Starting at the first line and ending at the last, reproduce the records below exactly.

[Start of section]

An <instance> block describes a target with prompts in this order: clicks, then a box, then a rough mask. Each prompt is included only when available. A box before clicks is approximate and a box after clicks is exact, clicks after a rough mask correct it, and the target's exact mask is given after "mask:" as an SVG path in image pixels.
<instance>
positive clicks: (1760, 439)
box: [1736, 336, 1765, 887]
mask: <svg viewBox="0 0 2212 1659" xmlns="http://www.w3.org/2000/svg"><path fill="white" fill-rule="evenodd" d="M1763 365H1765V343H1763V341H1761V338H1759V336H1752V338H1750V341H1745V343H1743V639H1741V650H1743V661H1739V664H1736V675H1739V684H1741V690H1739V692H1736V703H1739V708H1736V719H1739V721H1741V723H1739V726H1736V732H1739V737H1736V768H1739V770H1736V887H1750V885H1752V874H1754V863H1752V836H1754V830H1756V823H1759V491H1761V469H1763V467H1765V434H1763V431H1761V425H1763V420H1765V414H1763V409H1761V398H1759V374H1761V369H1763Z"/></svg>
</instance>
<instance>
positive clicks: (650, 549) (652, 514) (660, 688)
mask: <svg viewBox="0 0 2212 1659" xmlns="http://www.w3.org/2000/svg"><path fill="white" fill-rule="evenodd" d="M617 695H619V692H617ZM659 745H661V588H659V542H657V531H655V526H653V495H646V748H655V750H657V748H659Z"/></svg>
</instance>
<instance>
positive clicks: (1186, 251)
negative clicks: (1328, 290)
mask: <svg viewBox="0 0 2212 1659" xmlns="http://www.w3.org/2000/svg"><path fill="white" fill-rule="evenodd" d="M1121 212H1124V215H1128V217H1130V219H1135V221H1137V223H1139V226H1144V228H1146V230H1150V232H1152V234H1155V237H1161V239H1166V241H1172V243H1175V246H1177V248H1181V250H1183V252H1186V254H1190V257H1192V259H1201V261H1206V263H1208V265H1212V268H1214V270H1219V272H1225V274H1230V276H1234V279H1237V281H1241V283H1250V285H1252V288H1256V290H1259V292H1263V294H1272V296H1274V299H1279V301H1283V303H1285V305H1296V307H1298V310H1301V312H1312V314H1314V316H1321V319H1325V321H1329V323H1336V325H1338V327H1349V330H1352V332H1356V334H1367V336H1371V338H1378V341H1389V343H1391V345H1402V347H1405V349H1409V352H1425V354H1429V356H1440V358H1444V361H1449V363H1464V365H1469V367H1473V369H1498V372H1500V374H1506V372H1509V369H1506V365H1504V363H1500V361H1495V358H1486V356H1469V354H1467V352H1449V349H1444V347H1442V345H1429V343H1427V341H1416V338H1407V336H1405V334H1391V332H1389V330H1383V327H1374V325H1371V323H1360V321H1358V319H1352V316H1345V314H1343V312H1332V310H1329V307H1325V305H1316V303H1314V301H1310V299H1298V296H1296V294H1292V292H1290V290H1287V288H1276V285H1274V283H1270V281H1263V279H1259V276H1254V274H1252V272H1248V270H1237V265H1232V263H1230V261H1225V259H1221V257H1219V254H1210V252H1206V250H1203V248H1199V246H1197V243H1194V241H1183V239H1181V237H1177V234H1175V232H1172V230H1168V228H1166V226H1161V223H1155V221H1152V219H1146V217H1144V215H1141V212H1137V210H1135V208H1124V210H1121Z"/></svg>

[End of section]

Solution to this task:
An <instance> block describes a target with prompts in this order: clicks, then a box, then a rough mask. Each prompt is included only when available. A box before clicks is approximate and a box after clicks is exact, clicks after a rough mask correct it, and the target's exact mask is given after "mask:" as an SVG path in image pixels.
<instance>
positive clicks: (1760, 439)
box: [1736, 336, 1765, 887]
mask: <svg viewBox="0 0 2212 1659" xmlns="http://www.w3.org/2000/svg"><path fill="white" fill-rule="evenodd" d="M1763 365H1765V343H1763V341H1761V338H1759V336H1752V338H1750V341H1745V343H1743V639H1741V650H1743V661H1739V664H1736V675H1739V684H1741V690H1739V692H1736V703H1739V708H1736V719H1739V721H1741V723H1739V726H1736V732H1739V737H1736V768H1739V770H1736V887H1750V885H1752V874H1754V863H1752V836H1754V830H1756V823H1759V491H1761V469H1763V467H1765V434H1763V431H1761V425H1763V420H1765V414H1763V409H1761V398H1759V374H1761V369H1763Z"/></svg>
</instance>
<instance>
positive clicks: (650, 549) (652, 514) (660, 688)
mask: <svg viewBox="0 0 2212 1659" xmlns="http://www.w3.org/2000/svg"><path fill="white" fill-rule="evenodd" d="M617 695H619V692H617ZM659 745H661V588H659V542H657V531H655V526H653V495H646V748H655V750H657V748H659Z"/></svg>
</instance>
<instance>
positive clicks: (1186, 251)
negative clicks: (1328, 290)
mask: <svg viewBox="0 0 2212 1659" xmlns="http://www.w3.org/2000/svg"><path fill="white" fill-rule="evenodd" d="M1121 212H1124V215H1128V217H1130V219H1135V221H1137V223H1139V226H1144V228H1146V230H1150V232H1152V234H1155V237H1161V239H1166V241H1172V243H1175V246H1177V248H1181V250H1183V252H1186V254H1190V257H1192V259H1201V261H1206V263H1208V265H1212V268H1214V270H1219V272H1225V274H1230V276H1234V279H1237V281H1241V283H1250V285H1252V288H1256V290H1259V292H1263V294H1272V296H1274V299H1279V301H1283V303H1285V305H1296V307H1298V310H1301V312H1312V314H1314V316H1321V319H1325V321H1329V323H1336V325H1338V327H1349V330H1352V332H1356V334H1367V336H1371V338H1378V341H1389V343H1391V345H1402V347H1405V349H1409V352H1425V354H1429V356H1440V358H1444V361H1449V363H1464V365H1469V367H1473V369H1498V372H1500V374H1506V372H1509V369H1506V365H1504V363H1500V361H1495V358H1486V356H1469V354H1467V352H1449V349H1444V347H1442V345H1429V343H1427V341H1416V338H1407V336H1405V334H1391V332H1389V330H1383V327H1374V325H1371V323H1360V321H1358V319H1352V316H1345V314H1343V312H1332V310H1329V307H1325V305H1316V303H1314V301H1310V299H1298V296H1296V294H1292V292H1290V290H1287V288H1276V285H1274V283H1270V281H1263V279H1259V276H1254V274H1252V272H1248V270H1237V265H1232V263H1230V261H1225V259H1221V257H1219V254H1210V252H1206V250H1203V248H1199V246H1197V243H1194V241H1183V239H1181V237H1177V234H1175V232H1172V230H1168V228H1166V226H1161V223H1155V221H1152V219H1146V217H1144V215H1141V212H1137V210H1135V208H1124V210H1121Z"/></svg>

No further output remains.